WORK TO BE COMPLETED: Replace "point at" with "mark" wherever it occurs in the entries, and write the lines out again with nothing else changed. Leave the pictures out of your answer.

Coordinate labeling data:
○ ○ ○
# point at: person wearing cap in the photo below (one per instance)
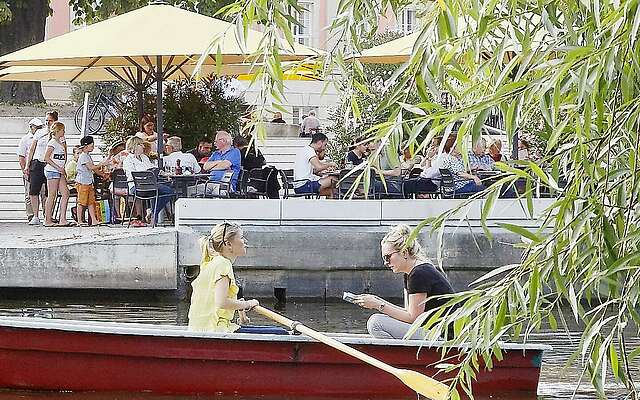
(358, 154)
(34, 170)
(84, 179)
(23, 153)
(55, 158)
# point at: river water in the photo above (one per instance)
(558, 381)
○ ○ ○
RESULT BELOW:
# mark: person wearing cap in the photo below (one per instance)
(358, 154)
(34, 170)
(84, 179)
(23, 153)
(55, 158)
# mark: river water in the photo above (one per instance)
(558, 381)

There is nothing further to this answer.